#### Activity:
Begin with the line that has "of the side". Give it and every line after it again, exactly, through the end of the entries below.

(Entries taken from a collection)

* * * * * * *

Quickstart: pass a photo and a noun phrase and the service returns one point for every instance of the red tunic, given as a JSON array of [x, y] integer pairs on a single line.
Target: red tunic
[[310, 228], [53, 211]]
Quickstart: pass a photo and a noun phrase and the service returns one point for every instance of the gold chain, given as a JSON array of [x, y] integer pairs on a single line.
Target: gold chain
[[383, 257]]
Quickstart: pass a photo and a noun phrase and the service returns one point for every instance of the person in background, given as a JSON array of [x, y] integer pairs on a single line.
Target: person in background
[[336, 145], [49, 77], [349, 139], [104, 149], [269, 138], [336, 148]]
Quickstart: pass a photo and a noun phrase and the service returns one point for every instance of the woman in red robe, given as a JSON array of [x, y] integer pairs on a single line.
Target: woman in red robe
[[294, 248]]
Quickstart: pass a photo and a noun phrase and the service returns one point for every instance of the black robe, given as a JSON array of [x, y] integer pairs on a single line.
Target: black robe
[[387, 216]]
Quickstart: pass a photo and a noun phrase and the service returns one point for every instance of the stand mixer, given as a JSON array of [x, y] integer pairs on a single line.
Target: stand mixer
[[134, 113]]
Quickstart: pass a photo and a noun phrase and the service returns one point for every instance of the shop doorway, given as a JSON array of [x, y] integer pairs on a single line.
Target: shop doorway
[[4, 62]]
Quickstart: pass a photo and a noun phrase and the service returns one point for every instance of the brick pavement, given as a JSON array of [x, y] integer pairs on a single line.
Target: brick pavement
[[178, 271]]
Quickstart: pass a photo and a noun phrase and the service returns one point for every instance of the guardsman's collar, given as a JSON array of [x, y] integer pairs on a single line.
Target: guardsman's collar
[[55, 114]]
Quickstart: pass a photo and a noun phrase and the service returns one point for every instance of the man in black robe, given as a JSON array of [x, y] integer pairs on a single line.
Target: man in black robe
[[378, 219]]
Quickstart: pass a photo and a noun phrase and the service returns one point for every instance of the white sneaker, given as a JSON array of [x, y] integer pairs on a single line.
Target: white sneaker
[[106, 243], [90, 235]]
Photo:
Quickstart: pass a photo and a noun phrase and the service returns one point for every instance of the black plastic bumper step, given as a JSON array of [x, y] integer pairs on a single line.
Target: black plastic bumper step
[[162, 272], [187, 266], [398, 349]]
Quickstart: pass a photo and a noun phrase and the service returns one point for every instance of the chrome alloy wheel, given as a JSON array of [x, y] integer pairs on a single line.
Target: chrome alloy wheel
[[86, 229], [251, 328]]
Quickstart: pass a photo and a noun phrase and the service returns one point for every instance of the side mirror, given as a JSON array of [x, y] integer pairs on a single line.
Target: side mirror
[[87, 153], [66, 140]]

* * * * * * *

#### Solution to this task:
Quickstart: pass a photo and a noun phrase and the service returns one point for every instance of the side mirror, given as a JSON array of [x, y] integer pairs on a single line.
Target: side mirror
[[87, 153], [66, 140]]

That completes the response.